**Your objective**. List every line below that contains the word "denim", copied in full. Case counts.

**Records supplied**.
--------
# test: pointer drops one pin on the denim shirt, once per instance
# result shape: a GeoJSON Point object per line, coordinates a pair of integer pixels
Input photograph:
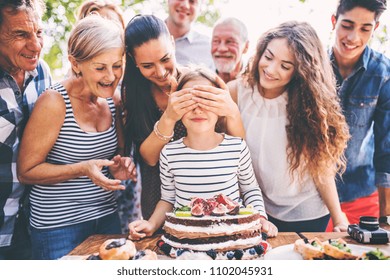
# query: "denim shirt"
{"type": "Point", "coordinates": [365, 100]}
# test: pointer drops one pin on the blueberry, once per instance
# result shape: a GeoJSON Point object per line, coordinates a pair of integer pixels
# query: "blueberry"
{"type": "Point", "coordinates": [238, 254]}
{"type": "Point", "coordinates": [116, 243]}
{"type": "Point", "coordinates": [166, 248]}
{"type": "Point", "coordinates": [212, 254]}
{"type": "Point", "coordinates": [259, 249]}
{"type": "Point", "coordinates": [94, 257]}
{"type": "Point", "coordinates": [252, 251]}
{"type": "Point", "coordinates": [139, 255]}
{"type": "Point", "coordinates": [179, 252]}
--------
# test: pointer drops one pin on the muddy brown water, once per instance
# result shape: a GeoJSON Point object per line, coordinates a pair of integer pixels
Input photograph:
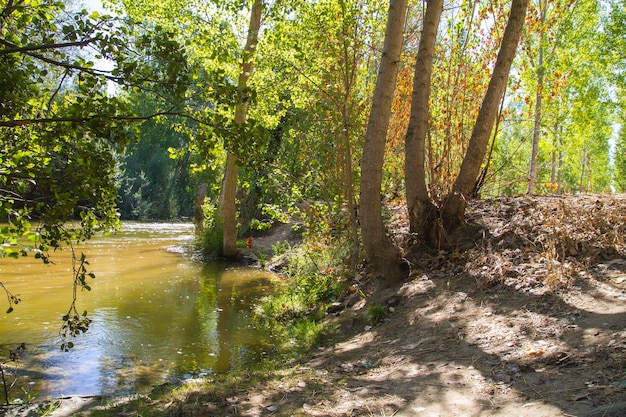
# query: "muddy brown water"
--------
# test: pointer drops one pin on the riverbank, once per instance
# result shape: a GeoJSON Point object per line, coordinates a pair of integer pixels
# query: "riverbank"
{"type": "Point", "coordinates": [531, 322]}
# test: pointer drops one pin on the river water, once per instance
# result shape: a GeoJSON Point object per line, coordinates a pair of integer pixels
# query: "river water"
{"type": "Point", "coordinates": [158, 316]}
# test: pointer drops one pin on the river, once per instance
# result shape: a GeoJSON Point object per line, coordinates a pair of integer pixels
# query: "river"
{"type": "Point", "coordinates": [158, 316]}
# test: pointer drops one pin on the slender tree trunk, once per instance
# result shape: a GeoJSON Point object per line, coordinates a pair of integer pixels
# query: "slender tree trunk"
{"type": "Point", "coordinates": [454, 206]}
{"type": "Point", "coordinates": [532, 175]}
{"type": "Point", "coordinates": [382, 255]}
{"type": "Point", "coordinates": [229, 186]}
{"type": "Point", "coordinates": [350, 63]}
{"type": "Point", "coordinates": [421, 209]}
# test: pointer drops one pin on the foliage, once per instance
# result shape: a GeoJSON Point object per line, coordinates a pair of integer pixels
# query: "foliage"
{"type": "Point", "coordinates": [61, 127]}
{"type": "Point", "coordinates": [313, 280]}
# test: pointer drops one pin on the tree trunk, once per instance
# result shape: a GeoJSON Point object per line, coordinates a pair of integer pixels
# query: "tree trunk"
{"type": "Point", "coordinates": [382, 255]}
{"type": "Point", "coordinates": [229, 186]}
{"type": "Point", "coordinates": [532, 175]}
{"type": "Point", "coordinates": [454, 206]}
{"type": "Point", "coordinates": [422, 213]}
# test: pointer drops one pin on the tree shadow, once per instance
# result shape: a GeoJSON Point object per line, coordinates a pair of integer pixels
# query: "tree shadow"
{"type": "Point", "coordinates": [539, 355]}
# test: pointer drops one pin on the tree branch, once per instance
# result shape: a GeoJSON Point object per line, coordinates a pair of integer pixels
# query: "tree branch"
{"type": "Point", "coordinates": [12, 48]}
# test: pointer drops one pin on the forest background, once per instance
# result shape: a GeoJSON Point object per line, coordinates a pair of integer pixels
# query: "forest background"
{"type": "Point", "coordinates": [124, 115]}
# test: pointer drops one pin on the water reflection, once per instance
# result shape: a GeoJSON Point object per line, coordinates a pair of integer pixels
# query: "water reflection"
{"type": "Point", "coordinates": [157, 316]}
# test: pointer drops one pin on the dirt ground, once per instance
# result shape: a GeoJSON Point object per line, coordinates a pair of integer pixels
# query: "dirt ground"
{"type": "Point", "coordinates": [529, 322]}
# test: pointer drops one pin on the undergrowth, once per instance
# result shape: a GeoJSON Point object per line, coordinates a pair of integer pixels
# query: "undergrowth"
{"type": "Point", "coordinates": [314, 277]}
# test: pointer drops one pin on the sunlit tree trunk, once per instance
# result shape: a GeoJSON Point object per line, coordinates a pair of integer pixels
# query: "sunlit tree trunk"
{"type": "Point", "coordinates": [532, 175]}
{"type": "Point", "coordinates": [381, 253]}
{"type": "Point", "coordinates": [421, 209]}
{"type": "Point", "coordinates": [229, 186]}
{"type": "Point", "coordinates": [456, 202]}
--------
**The result**.
# test: pointer drops one pin on the denim shirt, once per instance
# query: "denim shirt"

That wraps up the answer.